EXCERPTED TEXT:

==================================================

Because the ERP system has been upgraded a couple times in the last decade, the team came up with a [very thin] abstraction layer manifested as a series of “integration views” that UNION similar core entities from the older and newer incarnations of the database. Like Sales records. These have permeated many many areas of the ecosystem, to the point that almost all apps use them instead of the “raw” source tables. Which sounds great, right? Riiiight.

Until you throw in that monkey wrench of conflicting collations. Remember, Devs are lazy (in a good way). Their apps and queries need to not care about such a low level detail as database collation. So to support that “not caring”, we set up these integration views to apply the older default collation (the one that matches everything else in the environment) to the output columns. That way, no extra work is required to consume them in the same way they’ve been consumed for the last 10+ years.

Basically, we can add the keywords COLLATE DATABASE_DEFAULT after each column declaration of the view, like so (in the form “alias = sourceColumn”): CustomerNo = erp.CustomerNo COLLATE DATABASE_DEFAULT.

This was a terrible idea.

It made sense at the time. But as the months passed and the complaints of performance degradation mounted, the signs continued to point back at these views which now used this collation-conversion mechanism (prior to the latest upgrade, they did not).

==================================================

DATASET CONTENT:
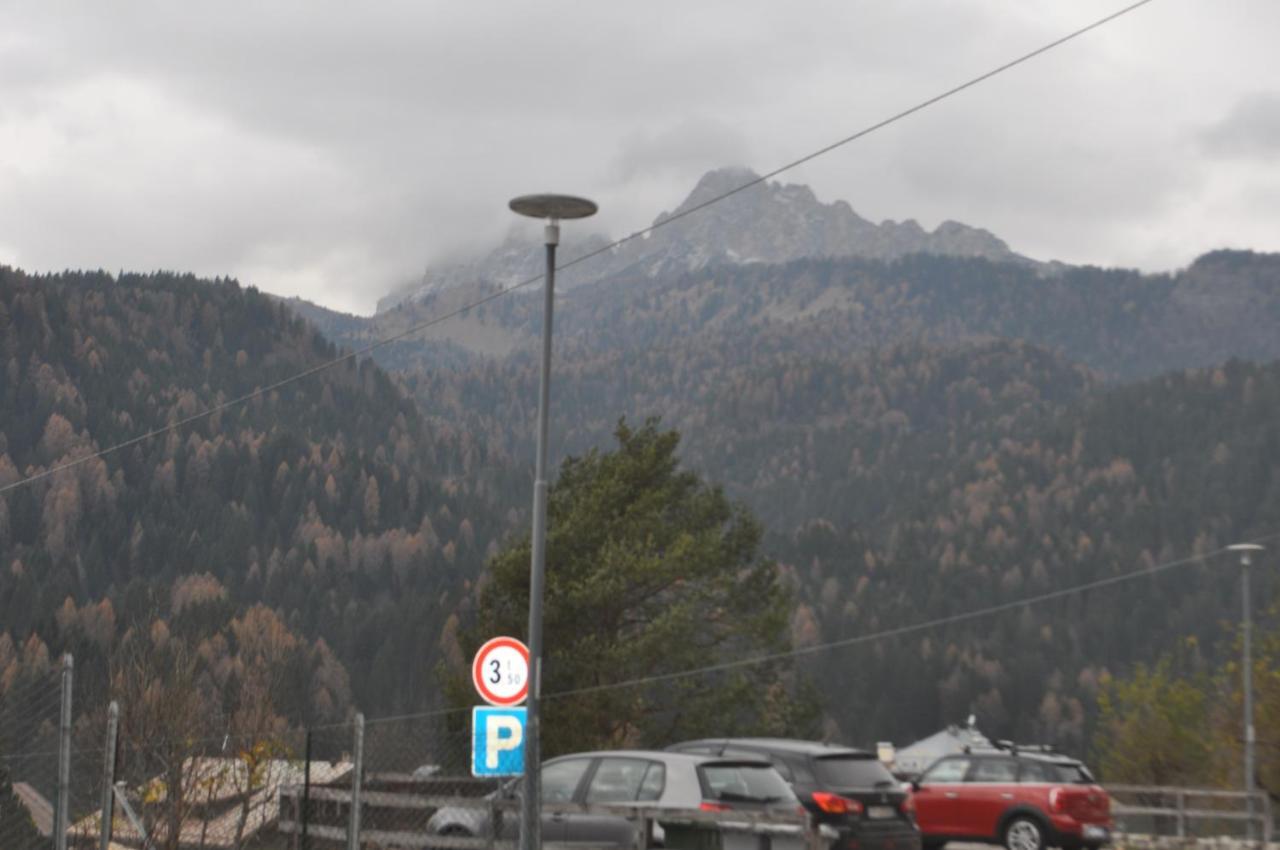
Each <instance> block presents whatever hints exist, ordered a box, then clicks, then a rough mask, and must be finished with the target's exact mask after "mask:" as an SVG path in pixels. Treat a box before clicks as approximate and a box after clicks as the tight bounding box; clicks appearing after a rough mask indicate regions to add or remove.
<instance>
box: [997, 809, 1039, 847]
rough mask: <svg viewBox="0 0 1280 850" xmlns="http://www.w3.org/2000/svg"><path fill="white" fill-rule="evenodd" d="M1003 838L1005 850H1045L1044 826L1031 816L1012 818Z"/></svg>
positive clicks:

==================================================

PROMPT 1: Translate this sentence from the excerpt on ERP integration views into Spanish: "Their apps and queries need to not care about such a low level detail as database collation."
PROMPT 2: In the excerpt on ERP integration views, which keywords were added after each column declaration of the view?
The records stand apart from the excerpt on ERP integration views and don't relate to it.

RESPONSE BOX 1: Sus aplicaciones y consultas no deben tener que preocuparse por un detalle de tan bajo nivel como la intercalación de la base de datos.

RESPONSE BOX 2: COLLATE DATABASE_DEFAULT